▶ [Exercise instructions]
A – Name each distinct Canon camera model that the forum discussion below mentions, listing each model only once.
B – In the forum discussion below, rewrite the stretch from "The elephant in" through "body and lenses.", substituting "key question" for "elephant in the room".

===== Document segment

If you are not changing sensor size, then more/fewer pixels doesn't mean much. Assuming you are using the full frame. If you are reach limited, then smaller pixels have a definite and intrinsic value...you can crop more, and still have good detail. You definitely won't have less noise...you'll have more noise, however cropping higher resolution detail with more noise is often better than cropping lower resolution detail with less noise. Especially in the APS-C world.

1146
EOS Bodies / Re: EOS 7D Mark II Announcement in Q2 of 2014 [CR1]
« on: February 28, 2014, 03:33:34 PM »
People seem to be suggesting (not just on this forum) that Canon are scratching their heads over the potential specifications of a 7D Mk II. I'd have thought that it was pretty obvious -an APS-C sensor version of the 5D Mk III with a higher frame rate (i.e. 8-12fps).

The elephant in the room is whether the 20MP sensor from the 70D is good enough for their "flagship APS-C camera" or whether Canon are waiting to launch a new generation of sensors in the 7D Mk II. The more time passes from the 70D's introduction, the more likely I think the 7D Mk II will be the launch vehicle for the new generation of sensor; I would therefore expect any announcement to be just prior to Photokina. [Sod's law they will announce it next month and make this prediction wrong!  ::)]

Purely speculation but I would imagine one of Canon's biggest concerns is a new 7D Mark II potentially eating into 1D X and the big white market. They need to make it attractive enough, but not so attractive to take away any of the market from their flagship body and lenses.

This is such an old and tired argument. Canon has nothing to fear from the 7D II stealing from the 1D X. The 1D X is going to be a superior camera in every respect. If someone can afford it and wants the best quality they can get, they are going to get the 1D X. In my previous comment, I explain why. Ultimately, noise is more about sensor area than pixel size. When it comes to pixel peeping, pixel size matters, but pixel peeping isn't photography...it's just a waste of time. FF sensors have more total area than APS-C sensors. For identically framed subjects, that means FF always has the potential to gather more light. More light, less noise. If you choose to stop down, then that is an artistic or technical choice, not a limitation of the technology.

==========
===== Given entries

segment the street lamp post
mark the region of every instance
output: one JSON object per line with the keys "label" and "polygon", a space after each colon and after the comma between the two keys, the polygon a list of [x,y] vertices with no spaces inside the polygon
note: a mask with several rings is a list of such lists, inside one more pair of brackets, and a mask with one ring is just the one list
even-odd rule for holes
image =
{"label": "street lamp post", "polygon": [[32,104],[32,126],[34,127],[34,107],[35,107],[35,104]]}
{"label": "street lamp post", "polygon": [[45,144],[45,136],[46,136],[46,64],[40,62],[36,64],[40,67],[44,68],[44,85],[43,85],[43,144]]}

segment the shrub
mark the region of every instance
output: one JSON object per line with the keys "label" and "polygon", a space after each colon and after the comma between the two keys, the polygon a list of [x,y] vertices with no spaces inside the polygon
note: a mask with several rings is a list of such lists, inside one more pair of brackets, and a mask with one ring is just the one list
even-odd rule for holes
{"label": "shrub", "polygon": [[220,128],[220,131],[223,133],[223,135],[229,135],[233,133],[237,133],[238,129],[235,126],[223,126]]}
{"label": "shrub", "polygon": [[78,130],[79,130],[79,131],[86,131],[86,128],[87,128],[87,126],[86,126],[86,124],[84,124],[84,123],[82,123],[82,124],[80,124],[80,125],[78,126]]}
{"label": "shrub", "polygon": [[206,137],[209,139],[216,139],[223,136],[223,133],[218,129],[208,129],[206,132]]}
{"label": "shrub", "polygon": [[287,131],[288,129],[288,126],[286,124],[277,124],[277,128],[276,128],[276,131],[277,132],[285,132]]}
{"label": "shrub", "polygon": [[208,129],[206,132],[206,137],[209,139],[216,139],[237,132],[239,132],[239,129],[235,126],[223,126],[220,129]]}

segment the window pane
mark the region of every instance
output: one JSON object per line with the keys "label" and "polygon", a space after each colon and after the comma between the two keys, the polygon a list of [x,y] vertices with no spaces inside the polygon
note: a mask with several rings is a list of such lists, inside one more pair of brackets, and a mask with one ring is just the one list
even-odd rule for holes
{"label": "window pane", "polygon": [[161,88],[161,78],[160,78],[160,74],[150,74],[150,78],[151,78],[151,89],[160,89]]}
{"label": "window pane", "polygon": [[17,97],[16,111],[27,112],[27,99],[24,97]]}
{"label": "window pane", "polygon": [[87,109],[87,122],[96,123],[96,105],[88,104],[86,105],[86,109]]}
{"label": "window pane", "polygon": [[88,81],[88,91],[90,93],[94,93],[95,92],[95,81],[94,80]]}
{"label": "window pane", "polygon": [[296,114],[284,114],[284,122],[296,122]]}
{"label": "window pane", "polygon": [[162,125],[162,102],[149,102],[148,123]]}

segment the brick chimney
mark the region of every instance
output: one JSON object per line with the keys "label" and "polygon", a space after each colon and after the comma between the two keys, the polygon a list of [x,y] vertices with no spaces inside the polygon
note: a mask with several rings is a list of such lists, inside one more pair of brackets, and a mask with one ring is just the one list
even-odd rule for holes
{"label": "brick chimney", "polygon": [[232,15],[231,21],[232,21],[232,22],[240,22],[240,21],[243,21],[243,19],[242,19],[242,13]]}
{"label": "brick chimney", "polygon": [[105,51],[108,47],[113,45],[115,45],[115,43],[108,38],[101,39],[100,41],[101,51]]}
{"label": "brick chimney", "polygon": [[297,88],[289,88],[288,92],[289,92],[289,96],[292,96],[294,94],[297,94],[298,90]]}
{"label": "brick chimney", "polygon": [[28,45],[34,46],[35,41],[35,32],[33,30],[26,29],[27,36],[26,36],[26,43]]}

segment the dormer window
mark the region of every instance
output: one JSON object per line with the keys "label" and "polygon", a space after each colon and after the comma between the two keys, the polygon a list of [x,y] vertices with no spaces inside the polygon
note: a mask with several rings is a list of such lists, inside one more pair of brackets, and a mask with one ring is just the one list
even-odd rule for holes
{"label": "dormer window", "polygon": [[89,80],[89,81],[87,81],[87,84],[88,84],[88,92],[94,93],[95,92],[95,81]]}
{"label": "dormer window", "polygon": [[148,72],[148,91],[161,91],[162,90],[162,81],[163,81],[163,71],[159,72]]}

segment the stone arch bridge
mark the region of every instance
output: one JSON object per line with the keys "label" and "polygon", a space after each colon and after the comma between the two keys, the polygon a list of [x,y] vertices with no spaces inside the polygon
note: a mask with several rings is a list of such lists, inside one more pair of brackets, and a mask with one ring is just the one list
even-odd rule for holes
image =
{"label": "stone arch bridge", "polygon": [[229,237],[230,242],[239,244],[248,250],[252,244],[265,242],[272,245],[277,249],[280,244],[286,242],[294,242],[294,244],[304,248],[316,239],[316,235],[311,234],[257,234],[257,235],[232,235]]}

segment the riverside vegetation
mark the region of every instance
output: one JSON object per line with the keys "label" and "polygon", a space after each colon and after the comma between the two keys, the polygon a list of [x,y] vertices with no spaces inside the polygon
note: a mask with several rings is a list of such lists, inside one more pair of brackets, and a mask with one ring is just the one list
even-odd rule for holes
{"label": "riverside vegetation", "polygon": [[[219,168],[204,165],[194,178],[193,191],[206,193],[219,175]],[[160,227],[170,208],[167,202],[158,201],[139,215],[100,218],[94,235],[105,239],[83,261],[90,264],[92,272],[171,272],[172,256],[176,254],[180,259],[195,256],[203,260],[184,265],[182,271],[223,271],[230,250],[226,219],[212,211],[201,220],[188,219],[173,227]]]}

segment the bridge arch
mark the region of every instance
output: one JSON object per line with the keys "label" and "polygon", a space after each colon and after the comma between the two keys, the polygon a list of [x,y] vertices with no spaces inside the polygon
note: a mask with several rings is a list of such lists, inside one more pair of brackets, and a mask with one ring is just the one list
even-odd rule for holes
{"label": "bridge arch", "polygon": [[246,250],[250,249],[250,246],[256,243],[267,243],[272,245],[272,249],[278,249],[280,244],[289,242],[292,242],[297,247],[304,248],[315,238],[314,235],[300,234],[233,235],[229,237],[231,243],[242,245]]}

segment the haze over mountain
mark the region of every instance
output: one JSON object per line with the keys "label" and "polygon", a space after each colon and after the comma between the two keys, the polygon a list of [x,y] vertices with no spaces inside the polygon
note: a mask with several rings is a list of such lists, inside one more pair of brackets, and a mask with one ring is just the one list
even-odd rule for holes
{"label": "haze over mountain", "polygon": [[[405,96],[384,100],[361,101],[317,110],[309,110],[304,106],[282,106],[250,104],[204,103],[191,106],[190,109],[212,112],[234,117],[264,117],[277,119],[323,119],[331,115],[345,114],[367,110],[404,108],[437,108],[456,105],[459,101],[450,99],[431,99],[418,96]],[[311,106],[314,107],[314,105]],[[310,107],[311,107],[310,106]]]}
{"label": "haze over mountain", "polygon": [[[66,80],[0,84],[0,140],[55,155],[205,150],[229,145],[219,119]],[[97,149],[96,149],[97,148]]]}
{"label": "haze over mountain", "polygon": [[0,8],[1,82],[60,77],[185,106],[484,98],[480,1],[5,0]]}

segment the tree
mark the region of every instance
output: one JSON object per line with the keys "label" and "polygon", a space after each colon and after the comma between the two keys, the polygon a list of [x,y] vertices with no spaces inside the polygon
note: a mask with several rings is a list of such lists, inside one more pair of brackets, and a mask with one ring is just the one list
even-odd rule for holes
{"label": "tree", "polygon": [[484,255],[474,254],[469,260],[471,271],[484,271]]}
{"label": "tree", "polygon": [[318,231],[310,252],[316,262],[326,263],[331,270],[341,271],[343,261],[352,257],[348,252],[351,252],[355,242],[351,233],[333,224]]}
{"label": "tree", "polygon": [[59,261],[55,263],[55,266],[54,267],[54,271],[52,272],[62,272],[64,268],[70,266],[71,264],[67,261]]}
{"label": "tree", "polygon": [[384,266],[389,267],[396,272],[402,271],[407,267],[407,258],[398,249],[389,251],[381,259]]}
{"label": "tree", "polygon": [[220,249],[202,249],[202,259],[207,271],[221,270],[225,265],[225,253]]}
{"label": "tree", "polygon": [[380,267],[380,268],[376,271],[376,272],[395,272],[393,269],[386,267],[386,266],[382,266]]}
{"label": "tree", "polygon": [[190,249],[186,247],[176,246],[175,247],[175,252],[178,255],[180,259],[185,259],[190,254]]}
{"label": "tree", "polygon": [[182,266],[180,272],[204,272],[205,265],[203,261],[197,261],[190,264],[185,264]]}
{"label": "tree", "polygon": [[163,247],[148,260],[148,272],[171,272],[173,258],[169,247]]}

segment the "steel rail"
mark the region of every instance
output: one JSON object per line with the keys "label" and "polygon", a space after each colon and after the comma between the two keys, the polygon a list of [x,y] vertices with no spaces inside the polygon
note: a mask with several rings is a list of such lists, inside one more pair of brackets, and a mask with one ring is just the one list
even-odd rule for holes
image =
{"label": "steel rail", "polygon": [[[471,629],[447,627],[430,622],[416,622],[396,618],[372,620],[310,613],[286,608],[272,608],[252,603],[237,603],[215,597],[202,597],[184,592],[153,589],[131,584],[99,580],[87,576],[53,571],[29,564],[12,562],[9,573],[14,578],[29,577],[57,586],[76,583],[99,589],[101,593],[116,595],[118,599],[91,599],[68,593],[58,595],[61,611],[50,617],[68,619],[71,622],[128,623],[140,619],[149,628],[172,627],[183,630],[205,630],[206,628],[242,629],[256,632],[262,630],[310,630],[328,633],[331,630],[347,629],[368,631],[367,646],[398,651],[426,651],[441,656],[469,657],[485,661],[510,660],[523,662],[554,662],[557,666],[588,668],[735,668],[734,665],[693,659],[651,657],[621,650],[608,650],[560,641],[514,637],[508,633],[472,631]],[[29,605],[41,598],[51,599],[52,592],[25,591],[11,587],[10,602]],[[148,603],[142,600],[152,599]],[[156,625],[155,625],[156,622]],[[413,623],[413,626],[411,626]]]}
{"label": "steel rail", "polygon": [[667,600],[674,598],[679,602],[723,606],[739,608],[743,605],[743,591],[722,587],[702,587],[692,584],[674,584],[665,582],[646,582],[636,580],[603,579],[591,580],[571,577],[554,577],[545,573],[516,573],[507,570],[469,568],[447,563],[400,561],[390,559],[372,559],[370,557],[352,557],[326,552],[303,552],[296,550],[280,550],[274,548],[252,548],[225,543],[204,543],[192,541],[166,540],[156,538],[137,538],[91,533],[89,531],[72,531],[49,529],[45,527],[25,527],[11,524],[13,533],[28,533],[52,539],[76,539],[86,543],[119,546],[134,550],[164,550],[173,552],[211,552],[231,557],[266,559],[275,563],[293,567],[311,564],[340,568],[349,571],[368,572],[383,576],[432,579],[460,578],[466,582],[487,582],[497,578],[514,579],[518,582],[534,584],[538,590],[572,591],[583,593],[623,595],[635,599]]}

==========

▶ [Results]
A –
7D Mark II
5D Mk III
70D
1D X

B –
The key question is whether the 20MP sensor from the 70D is good enough for their "flagship APS-C camera" or whether Canon are waiting to launch a new generation of sensors in the 7D Mk II. The more time passes from the 70D's introduction, the more likely I think the 7D Mk II will be the launch vehicle for the new generation of sensor; I would therefore expect any announcement to be just prior to Photokina. [Sod's law they will announce it next month and make this prediction wrong!  ::)]

Purely speculation but I would imagine one of Canon's biggest concerns is a new 7D Mark II potentially eating into 1D X and the big white market. They need to make it attractive enough, but not so attractive to take away any of the market from their flagship body and lenses.